● **PROMPT**: Render the material below as a Markdown table, starting at the line containing "Expected behaviour: for every instance of the black" and running through the last line, with both ends included and blank lines left out. Name the columns Row, for the row number, and Text, for the line itself.

□ □ □

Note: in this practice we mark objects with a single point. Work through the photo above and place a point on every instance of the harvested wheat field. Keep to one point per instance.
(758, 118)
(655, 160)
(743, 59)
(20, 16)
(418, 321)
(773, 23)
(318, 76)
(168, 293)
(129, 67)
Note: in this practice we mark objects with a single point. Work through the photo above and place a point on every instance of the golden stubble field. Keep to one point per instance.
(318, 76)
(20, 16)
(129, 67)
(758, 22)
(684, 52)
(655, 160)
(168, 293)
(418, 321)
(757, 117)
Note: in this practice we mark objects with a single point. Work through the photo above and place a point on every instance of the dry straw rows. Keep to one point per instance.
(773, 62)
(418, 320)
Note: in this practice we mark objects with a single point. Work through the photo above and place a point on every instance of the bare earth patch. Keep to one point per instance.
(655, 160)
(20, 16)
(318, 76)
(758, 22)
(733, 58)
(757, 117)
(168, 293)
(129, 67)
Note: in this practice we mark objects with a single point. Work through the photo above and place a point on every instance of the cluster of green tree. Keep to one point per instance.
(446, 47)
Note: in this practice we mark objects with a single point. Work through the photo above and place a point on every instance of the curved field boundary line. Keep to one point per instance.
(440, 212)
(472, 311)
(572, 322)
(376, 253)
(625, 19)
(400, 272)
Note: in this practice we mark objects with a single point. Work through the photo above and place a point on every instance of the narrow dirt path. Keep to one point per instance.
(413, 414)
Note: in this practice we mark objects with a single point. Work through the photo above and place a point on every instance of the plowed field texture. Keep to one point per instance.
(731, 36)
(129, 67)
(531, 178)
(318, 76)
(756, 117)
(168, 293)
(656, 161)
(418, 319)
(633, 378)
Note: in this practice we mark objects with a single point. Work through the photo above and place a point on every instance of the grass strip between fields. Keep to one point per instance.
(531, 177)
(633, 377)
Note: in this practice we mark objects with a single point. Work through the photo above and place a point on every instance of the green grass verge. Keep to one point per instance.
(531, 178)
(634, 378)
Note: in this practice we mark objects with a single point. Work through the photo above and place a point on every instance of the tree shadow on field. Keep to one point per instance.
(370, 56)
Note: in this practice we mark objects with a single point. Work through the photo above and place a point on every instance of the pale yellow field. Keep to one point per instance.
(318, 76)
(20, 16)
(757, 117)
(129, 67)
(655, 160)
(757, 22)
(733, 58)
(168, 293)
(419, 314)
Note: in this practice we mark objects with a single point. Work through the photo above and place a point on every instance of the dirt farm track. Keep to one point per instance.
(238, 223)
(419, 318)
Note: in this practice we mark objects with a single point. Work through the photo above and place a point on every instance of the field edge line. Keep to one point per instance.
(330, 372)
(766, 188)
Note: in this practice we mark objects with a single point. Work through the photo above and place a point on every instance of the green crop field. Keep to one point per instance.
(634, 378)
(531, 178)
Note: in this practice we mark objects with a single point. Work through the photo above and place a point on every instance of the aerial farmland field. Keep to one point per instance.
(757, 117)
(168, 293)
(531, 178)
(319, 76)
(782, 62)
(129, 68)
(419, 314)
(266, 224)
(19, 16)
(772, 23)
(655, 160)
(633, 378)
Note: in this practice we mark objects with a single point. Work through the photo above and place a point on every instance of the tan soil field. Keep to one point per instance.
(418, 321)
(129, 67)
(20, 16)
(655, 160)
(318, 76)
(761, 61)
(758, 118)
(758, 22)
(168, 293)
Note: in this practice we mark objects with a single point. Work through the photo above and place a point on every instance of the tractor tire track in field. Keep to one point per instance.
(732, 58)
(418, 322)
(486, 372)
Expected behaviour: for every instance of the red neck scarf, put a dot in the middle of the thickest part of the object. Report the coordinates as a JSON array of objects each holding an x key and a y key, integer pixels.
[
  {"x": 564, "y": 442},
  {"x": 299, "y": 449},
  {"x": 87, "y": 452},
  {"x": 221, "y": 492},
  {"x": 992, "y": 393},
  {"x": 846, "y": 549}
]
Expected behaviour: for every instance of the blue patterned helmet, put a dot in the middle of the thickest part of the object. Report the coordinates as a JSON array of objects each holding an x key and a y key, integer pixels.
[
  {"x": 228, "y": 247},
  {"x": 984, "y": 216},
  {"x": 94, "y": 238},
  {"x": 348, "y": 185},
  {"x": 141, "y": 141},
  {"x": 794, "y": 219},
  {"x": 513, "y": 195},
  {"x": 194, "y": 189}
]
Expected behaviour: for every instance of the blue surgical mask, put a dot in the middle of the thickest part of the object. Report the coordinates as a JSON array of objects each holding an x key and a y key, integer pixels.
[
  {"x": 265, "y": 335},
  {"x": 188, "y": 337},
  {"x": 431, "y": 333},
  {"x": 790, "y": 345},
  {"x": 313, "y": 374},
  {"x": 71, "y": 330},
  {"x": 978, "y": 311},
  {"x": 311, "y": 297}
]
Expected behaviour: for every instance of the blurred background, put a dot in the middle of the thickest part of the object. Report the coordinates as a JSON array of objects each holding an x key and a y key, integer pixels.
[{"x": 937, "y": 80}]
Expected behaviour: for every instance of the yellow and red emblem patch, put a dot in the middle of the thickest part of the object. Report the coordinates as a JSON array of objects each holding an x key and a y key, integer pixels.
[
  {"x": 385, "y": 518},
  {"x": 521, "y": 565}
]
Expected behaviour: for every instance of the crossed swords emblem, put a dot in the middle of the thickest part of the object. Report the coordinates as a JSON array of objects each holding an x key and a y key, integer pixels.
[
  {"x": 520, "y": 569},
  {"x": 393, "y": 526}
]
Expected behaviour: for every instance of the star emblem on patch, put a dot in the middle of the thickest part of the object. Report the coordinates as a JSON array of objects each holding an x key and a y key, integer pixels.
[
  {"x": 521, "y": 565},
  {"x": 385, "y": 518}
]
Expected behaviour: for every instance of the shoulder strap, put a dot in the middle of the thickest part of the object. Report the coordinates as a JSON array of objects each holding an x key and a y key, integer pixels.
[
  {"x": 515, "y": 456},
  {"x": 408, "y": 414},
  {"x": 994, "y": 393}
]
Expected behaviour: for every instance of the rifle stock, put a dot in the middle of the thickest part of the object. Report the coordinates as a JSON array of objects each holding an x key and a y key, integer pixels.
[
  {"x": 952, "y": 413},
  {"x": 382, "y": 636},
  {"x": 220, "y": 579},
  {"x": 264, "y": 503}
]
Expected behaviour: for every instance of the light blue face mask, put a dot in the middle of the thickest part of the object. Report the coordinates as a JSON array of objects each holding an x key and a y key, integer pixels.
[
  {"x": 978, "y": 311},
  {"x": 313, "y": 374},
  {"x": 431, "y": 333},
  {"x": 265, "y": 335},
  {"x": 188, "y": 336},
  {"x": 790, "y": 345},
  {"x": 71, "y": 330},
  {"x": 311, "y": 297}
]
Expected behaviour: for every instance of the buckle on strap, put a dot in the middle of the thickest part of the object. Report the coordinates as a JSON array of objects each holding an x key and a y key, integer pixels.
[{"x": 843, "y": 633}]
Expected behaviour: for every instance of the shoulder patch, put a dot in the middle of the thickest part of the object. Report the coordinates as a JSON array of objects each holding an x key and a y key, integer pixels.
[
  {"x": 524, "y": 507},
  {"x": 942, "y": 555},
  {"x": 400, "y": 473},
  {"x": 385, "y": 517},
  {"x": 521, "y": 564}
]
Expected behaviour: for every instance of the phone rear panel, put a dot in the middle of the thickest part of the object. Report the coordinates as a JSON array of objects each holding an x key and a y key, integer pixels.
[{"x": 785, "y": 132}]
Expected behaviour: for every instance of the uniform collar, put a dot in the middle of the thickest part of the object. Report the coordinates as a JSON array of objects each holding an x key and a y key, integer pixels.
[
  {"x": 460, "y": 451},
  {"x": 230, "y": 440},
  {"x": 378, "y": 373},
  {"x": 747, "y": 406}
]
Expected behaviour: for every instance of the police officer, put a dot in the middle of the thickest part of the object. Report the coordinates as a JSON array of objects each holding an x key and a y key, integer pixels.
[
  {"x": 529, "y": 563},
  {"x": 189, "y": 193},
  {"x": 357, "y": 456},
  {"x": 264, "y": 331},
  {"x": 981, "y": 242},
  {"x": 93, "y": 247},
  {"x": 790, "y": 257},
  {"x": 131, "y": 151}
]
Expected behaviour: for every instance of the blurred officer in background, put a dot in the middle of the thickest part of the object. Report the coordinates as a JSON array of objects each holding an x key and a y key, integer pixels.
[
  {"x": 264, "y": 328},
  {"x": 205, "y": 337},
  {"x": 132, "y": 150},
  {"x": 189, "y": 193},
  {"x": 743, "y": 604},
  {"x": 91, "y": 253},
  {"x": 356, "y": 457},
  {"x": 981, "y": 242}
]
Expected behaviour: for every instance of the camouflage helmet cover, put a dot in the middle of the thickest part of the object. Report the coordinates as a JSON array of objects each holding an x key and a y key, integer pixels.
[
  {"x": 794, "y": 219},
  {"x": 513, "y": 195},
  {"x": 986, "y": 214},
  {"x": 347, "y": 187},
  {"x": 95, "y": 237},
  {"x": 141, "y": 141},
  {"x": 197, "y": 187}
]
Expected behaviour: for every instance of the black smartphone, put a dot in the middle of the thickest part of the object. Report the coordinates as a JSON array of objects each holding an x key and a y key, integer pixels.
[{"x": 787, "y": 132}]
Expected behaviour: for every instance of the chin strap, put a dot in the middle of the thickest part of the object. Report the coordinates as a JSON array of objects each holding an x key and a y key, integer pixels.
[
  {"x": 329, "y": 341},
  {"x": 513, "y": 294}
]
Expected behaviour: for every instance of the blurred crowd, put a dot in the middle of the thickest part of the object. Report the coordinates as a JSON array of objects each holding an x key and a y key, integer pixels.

□ □ □

● **REPLY TO THE EXERCISE**:
| Row | Text |
|---|---|
| 1 | Expected behaviour: for every instance of the black smartphone, put a dot in the middle of the thickest part of the object. Report the coordinates as a JSON array of objects each holding an x key and a y key, integer pixels. |
| 2 | [{"x": 787, "y": 132}] |
| 3 | Expected behaviour: for every instance of the chin strap, put a dot in the middle of the thickest part of the object. Report the coordinates as a JSON array of objects each holding an x key and a y key, integer pixels. |
| 4 | [ |
| 5 |   {"x": 329, "y": 341}, |
| 6 |   {"x": 513, "y": 294} |
| 7 | ] |
| 8 | Expected behaviour: for every instance of the blurred crowd, put a dot in the middle of the thickest part of the object. Report the coordinates as a JSON array of objects each holding an x key and a y key, integer pixels. |